▸ Your goal: Copy every one of the entries below word for word, keeping each line unchanged.
** START OF Dataset **
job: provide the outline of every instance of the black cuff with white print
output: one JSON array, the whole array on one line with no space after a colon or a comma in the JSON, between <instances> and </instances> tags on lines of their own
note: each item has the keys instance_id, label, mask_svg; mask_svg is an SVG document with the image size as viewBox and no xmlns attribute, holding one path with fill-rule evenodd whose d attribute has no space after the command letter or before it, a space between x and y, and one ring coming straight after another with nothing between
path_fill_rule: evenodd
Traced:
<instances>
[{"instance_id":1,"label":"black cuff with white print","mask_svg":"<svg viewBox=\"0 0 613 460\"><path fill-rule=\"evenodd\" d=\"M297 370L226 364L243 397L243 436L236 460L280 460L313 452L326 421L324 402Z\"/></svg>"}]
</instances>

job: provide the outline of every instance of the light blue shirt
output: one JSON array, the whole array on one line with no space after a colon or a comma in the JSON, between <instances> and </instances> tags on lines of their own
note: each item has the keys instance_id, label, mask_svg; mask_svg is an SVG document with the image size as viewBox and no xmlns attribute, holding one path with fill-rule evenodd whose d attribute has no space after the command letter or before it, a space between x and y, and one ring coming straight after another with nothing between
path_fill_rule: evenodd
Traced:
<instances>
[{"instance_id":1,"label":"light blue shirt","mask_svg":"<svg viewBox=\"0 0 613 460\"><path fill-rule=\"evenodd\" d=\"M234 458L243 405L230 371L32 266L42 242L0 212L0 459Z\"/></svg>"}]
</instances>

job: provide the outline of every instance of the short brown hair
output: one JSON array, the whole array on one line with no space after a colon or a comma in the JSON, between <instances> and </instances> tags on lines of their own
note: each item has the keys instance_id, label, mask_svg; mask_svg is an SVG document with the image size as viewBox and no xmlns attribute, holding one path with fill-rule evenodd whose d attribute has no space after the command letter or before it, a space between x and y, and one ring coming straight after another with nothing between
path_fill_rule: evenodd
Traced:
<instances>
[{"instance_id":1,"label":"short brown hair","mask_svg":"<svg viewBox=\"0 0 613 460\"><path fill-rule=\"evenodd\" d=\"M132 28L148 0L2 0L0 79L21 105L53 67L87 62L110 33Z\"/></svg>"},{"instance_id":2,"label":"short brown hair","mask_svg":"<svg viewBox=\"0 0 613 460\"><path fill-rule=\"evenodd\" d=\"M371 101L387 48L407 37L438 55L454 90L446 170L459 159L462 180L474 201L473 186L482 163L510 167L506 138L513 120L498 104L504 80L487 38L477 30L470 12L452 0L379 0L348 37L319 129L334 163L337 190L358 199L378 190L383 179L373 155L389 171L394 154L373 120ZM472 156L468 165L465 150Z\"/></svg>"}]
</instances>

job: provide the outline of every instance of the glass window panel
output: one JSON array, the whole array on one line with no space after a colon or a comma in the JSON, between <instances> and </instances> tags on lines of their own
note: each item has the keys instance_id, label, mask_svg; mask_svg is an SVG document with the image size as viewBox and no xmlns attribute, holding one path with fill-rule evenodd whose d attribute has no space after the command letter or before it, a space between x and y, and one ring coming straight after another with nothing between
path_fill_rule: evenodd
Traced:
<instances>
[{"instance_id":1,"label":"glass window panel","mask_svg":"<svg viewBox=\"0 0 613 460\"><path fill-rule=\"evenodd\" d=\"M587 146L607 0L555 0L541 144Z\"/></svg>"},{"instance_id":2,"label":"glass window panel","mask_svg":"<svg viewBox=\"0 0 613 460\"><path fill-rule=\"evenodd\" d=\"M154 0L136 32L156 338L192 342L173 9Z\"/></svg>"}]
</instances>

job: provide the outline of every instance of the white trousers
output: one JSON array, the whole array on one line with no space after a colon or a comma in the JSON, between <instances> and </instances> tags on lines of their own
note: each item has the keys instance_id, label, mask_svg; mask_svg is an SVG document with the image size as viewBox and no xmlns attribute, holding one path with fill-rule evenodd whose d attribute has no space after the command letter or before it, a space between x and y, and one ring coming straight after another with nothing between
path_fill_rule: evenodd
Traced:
** END OF Dataset **
▸ Complete response:
job: provide the outline of every instance of the black cuff with white print
output: one JSON array, the whole array on one line with no space after a colon or a comma in the JSON, between <instances> and </instances> tags on lines of their own
note: each item has the keys instance_id, label, mask_svg; mask_svg is an SVG document with the image size as viewBox and no xmlns attribute, holding one path with fill-rule evenodd whose d attribute has no space after the command letter or before it, a space between x and y, and one ring coming straight after another with nothing between
path_fill_rule: evenodd
Traced:
<instances>
[{"instance_id":1,"label":"black cuff with white print","mask_svg":"<svg viewBox=\"0 0 613 460\"><path fill-rule=\"evenodd\" d=\"M297 370L226 364L243 397L243 436L236 460L280 460L313 452L326 421L324 402Z\"/></svg>"}]
</instances>

job: provide the outline of every instance of the light blue shirt
output: one JSON array, the whole array on one line with no space after a colon or a comma in the JSON, between <instances> and </instances> tags on lines of their own
note: each item has the keys instance_id, label, mask_svg; mask_svg is an SVG document with the image size as viewBox and no xmlns attribute, holding one path with fill-rule evenodd whose d attribute has no space after the command letter or before it, a space between x and y, and one ring coming straight after another with nothing between
path_fill_rule: evenodd
Traced:
<instances>
[{"instance_id":1,"label":"light blue shirt","mask_svg":"<svg viewBox=\"0 0 613 460\"><path fill-rule=\"evenodd\" d=\"M234 458L243 405L230 371L32 266L42 242L0 212L0 459Z\"/></svg>"}]
</instances>

job: provide the outline of every instance of the short brown hair
output: one JSON array, the whole array on one line with no space after a colon or a comma in the JSON, between <instances> and </instances> tags on lines of their own
note: each item has the keys instance_id, label, mask_svg; mask_svg is an SVG document with the image size as viewBox and no xmlns attribute, holding one path with fill-rule evenodd whose d attribute has no space after the command letter or before it, a space between x and y, and one ring coming straight after another with nothing between
path_fill_rule: evenodd
Traced:
<instances>
[{"instance_id":1,"label":"short brown hair","mask_svg":"<svg viewBox=\"0 0 613 460\"><path fill-rule=\"evenodd\" d=\"M132 28L148 0L2 0L0 79L21 105L53 67L87 62L110 33Z\"/></svg>"},{"instance_id":2,"label":"short brown hair","mask_svg":"<svg viewBox=\"0 0 613 460\"><path fill-rule=\"evenodd\" d=\"M371 101L387 48L407 37L438 55L454 90L446 170L459 159L462 180L474 201L473 186L482 163L510 167L506 138L513 120L498 104L504 80L487 38L477 30L470 12L452 0L379 0L348 37L319 129L334 163L337 190L358 199L378 190L383 179L373 155L389 171L394 154L373 120ZM472 156L468 165L465 150Z\"/></svg>"}]
</instances>

job: provide the outline of every instance of the glass window panel
output: one JSON array, the whole array on one line with no space after a colon or a comma in the JSON, between <instances> and </instances> tags on lines of their own
note: each item has the keys instance_id, label, mask_svg; mask_svg is an SVG document with the image size as viewBox and no xmlns attribute, holding one path with fill-rule evenodd whose d attribute has no space after the command letter or before it, a space between x and y, and one ring coming straight after another with nothing between
path_fill_rule: evenodd
Traced:
<instances>
[{"instance_id":1,"label":"glass window panel","mask_svg":"<svg viewBox=\"0 0 613 460\"><path fill-rule=\"evenodd\" d=\"M587 146L607 0L555 0L541 144Z\"/></svg>"},{"instance_id":2,"label":"glass window panel","mask_svg":"<svg viewBox=\"0 0 613 460\"><path fill-rule=\"evenodd\" d=\"M154 0L136 32L156 338L192 342L173 9Z\"/></svg>"}]
</instances>

job: provide the outline of every instance of the white trousers
output: one JSON array, the whole array on one line with no space after a colon or a comma in the JSON, between <instances> and </instances> tags on lines of their own
note: each item has the keys instance_id, label, mask_svg; mask_svg is an SVG document with the image size as viewBox and no xmlns attribute, holding one path with fill-rule evenodd whose d attribute has no space after the command letter or before it, a space between x and y, and one ring coming straight after another with nothing between
path_fill_rule: evenodd
Traced:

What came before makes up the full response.